> Requirement
Collect every line in the records below that contains the word "hillside", and copy each such line in the order in which it appears.

> Listing

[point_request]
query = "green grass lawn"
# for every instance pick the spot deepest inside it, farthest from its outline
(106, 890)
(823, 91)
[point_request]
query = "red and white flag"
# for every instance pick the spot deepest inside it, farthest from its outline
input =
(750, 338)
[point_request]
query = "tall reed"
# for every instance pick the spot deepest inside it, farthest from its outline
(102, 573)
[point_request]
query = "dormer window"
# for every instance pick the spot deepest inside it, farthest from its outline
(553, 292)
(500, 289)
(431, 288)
...
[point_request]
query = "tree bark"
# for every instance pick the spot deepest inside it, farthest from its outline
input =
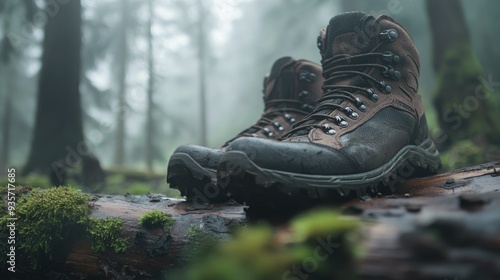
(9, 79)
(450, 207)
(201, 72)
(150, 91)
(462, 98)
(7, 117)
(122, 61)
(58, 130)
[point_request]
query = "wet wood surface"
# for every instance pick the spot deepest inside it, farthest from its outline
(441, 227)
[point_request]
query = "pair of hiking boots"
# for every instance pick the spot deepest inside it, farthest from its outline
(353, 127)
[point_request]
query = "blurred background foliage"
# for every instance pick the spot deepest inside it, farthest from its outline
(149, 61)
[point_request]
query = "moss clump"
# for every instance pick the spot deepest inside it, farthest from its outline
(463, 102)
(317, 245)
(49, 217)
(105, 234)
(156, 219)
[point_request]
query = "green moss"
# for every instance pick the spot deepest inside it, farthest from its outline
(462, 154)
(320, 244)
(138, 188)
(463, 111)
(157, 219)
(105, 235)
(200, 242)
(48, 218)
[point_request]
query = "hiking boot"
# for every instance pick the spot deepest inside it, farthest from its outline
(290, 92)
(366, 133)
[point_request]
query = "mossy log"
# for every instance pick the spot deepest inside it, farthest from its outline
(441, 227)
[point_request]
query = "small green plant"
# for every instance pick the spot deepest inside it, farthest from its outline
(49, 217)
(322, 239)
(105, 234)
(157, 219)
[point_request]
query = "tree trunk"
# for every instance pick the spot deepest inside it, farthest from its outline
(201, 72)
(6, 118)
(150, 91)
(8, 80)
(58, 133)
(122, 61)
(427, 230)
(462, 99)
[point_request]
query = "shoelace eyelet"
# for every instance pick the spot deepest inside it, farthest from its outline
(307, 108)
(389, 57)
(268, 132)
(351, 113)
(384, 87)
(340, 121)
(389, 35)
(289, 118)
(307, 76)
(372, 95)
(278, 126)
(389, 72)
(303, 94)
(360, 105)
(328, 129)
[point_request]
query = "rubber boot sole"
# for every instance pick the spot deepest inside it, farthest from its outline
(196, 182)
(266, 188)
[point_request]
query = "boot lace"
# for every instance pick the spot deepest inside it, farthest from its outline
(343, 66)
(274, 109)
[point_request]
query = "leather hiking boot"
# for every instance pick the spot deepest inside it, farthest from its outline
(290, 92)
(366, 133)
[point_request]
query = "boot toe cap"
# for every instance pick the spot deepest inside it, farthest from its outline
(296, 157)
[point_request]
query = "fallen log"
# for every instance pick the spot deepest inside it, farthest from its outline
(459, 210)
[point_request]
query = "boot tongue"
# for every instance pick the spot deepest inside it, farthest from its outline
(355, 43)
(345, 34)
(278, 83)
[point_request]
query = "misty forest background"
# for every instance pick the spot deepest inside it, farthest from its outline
* * *
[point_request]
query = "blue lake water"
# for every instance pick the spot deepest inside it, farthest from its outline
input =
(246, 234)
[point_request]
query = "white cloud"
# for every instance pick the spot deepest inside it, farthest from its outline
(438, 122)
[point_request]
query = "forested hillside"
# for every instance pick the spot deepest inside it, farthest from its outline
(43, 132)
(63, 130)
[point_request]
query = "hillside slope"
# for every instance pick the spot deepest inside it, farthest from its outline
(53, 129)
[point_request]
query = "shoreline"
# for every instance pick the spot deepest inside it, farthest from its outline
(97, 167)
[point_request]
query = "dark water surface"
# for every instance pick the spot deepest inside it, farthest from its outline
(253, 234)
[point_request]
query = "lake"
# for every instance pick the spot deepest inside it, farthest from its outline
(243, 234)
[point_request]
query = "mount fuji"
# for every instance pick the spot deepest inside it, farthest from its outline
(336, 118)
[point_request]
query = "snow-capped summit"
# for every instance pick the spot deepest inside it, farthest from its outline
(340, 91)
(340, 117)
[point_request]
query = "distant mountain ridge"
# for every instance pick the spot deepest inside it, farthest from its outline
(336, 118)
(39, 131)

> Task result
query = "forested hillside"
query = "hillside slope"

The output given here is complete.